Exercise description – The records are given next. Repeat each one exactly.

Extracted data entries

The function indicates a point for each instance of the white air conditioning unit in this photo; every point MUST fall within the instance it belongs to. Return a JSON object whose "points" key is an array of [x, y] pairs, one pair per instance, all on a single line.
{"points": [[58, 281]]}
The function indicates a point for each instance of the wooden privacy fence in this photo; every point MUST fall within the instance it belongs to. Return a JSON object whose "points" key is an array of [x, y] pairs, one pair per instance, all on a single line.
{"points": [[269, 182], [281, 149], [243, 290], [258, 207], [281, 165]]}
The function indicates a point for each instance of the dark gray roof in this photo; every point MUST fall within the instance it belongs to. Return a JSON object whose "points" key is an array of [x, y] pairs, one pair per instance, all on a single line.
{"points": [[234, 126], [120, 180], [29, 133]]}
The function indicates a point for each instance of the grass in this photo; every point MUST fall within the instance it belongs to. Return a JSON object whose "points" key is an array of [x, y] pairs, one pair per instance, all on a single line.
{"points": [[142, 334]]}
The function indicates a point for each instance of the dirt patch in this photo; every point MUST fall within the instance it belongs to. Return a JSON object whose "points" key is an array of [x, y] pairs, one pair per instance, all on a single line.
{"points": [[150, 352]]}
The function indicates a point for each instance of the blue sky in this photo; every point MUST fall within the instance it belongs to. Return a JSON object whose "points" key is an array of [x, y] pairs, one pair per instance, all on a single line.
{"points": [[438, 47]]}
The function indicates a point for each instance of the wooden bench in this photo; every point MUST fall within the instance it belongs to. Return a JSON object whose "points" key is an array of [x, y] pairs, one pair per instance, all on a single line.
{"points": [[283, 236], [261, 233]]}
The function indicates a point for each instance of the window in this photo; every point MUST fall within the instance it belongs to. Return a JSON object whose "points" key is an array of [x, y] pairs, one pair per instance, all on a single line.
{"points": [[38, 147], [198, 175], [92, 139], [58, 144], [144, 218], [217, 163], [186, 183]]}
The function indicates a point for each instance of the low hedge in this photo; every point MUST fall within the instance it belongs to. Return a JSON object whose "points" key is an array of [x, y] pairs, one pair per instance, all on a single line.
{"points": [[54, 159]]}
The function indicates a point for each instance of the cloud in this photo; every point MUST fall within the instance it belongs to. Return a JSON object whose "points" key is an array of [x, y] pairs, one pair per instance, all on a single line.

Exercise solution –
The function indicates a point for each instance of the white air conditioning unit in this photo; every point MUST fall within the instance it belongs to. Return a JSON object whose "points" key is an array of [x, y] pairs, one pair per instance, all on a single line.
{"points": [[58, 281]]}
The function indicates a point for each instance of the wooden privacy fence in this photo; every point MUST fall within the instance it belongs to. Return a JSON object whose "points" key is an array of [x, y] pairs, one pair per instance, all on a single line.
{"points": [[269, 182], [281, 149], [243, 290], [258, 207], [281, 165]]}
The function indicates a point for each instance of the dark gray roof in this photo; every point MUST fall within the instance it belongs to. Return a JSON object whose "points" key is an array of [x, y] pairs, one pair per instance, all on a single line.
{"points": [[234, 126], [120, 180], [29, 133]]}
The function indicates a point for each instance of the grass in this photo; every point MUST fall within the instance it belongs to. Return a JSON object whose "points" key is an array of [x, y] pairs, one pair per instance, all on a single line.
{"points": [[142, 334]]}
The function indicates a point for each instance of the dirt patch in this photo; every point MUST fall within the instance it belongs to. Return a JSON object whose "points" key is an array of [x, y] pairs, one pair per instance, all on a single line.
{"points": [[150, 352]]}
The function indicates a point for each instance of the blue sky in this photo; every point MUST fall within the instance it belongs to. Return a JSON object whose "points" key is an array of [x, y] pairs, one pair per instance, all on a single line.
{"points": [[438, 47]]}
The function indicates a point for each instance of the wooden bench in this photo; every point MUST fall within the instance it belongs to. Return a JSON object whose "points" key is an array of [x, y] pairs, one pair per instance, all on a single line.
{"points": [[283, 236], [261, 233]]}
The function indicates a point for each instance of the window in this photo; every point MUST fall within the instance it belongs to. Return a JSON object whose "points" key is an array of [x, y] pairs, one pair per instance, all on a single line.
{"points": [[38, 147], [198, 175], [92, 139], [58, 144], [144, 218], [217, 163], [186, 183]]}
The function indicates a point for each instance of the low hedge in this photo; every point MUST fall within the instance it belongs to. Return a JSON object whose "points" key is an array of [x, y] pairs, one pair per instance, all on a single line.
{"points": [[54, 159]]}
The function indicates a point for each instance of the cloud in this photo; every point MUST fall within the instance it belongs to. Return a JSON object whose "points" key is an array of [x, y] pairs, one pair per instance, all on a single line.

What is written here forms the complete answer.